§ WHAT YOU WILL DO
For the word "capped", count the lines of the data that include it and give only the total.

******************************

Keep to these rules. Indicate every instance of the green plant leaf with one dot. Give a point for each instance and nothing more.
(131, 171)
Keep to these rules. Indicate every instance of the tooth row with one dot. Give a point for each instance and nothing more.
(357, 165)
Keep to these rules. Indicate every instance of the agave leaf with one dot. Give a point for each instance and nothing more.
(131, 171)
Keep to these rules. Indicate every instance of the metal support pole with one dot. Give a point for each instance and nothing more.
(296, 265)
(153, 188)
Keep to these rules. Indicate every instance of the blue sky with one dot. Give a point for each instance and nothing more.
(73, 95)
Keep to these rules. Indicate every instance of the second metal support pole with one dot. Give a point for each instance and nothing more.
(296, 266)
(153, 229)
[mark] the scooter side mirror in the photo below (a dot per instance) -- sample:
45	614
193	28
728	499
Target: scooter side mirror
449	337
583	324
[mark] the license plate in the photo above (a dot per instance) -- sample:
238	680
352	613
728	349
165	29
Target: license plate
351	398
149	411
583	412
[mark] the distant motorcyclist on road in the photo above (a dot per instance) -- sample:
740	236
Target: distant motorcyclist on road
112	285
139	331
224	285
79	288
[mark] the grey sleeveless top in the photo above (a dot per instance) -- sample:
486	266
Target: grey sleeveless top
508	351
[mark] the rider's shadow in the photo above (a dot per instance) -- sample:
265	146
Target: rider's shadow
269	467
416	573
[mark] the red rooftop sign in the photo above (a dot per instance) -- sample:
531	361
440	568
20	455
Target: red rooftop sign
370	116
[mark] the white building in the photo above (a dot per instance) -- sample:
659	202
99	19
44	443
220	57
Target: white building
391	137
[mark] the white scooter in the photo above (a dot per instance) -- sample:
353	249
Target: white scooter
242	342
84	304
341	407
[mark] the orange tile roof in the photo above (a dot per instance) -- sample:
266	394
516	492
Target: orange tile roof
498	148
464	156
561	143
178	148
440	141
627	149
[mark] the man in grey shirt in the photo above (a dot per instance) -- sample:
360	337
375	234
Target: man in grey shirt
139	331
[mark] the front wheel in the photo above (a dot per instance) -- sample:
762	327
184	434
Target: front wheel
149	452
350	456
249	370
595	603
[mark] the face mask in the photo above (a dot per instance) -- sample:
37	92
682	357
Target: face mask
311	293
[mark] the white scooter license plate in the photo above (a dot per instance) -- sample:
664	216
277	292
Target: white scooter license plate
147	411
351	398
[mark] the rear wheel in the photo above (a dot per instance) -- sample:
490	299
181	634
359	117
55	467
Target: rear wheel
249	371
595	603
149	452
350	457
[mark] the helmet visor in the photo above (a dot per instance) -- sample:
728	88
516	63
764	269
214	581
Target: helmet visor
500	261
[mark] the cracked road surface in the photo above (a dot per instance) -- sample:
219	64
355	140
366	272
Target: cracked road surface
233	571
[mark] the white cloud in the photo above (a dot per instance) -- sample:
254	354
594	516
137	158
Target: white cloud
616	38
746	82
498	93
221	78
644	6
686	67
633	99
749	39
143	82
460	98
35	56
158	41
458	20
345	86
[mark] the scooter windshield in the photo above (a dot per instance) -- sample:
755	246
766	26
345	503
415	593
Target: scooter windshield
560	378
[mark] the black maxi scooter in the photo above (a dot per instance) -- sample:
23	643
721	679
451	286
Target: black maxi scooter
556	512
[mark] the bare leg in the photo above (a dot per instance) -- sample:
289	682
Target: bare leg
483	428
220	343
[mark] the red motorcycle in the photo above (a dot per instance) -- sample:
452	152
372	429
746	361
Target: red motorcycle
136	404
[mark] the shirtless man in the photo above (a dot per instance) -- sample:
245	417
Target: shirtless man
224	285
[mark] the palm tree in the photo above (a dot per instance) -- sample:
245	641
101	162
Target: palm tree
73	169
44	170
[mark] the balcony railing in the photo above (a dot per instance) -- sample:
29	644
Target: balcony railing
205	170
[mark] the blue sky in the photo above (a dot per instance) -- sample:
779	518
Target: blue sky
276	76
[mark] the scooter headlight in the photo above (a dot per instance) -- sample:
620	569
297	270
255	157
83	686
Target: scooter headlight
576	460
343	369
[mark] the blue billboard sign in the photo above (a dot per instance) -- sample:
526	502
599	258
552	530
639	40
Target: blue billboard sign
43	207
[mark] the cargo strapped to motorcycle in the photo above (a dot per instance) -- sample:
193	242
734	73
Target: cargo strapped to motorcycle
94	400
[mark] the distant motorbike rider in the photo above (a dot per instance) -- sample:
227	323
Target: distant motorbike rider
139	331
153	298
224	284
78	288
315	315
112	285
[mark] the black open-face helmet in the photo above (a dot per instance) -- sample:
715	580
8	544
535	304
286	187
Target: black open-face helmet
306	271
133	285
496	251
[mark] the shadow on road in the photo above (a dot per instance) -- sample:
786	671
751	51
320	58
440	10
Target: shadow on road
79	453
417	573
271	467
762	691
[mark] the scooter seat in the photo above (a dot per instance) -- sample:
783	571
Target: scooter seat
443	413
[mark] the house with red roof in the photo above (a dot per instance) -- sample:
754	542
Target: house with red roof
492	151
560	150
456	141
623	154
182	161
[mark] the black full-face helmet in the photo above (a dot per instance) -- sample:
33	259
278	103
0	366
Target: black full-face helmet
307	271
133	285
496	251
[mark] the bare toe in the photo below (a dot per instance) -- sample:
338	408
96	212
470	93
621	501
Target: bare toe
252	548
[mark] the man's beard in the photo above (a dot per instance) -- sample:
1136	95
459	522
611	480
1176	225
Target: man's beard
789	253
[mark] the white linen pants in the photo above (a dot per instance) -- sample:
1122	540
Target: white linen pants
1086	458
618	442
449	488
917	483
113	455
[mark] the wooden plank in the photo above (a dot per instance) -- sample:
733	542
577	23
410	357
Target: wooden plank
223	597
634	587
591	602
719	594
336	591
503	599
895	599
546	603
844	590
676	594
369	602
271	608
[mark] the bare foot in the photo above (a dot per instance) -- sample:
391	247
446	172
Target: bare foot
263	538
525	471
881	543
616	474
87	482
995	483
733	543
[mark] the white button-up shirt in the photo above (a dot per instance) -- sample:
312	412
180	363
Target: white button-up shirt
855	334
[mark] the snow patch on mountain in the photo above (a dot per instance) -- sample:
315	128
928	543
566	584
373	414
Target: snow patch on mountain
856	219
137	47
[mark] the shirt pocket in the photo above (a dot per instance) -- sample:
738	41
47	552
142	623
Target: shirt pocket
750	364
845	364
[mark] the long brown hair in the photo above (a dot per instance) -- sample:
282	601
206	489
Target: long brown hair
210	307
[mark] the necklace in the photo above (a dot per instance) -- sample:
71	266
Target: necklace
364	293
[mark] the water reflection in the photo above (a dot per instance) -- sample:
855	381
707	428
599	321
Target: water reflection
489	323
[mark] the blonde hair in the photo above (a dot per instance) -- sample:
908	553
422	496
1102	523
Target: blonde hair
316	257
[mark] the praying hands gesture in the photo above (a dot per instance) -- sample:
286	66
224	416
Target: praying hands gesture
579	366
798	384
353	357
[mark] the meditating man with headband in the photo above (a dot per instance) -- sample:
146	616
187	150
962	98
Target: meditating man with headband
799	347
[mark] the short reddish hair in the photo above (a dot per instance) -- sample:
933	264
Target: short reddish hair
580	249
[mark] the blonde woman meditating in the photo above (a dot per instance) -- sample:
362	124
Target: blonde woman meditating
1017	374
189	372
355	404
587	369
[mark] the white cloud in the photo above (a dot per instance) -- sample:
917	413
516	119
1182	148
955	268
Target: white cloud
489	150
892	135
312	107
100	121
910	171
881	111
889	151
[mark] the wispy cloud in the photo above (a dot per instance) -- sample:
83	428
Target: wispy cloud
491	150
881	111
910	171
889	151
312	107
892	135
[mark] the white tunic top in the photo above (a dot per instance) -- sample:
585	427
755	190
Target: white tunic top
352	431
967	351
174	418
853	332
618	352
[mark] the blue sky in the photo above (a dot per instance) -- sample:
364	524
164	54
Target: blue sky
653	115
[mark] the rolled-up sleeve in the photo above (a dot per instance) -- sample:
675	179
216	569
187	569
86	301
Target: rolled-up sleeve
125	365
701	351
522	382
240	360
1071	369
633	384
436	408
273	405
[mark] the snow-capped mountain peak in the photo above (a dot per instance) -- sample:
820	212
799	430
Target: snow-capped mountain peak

******************************

§ RESPONSE BELOW
2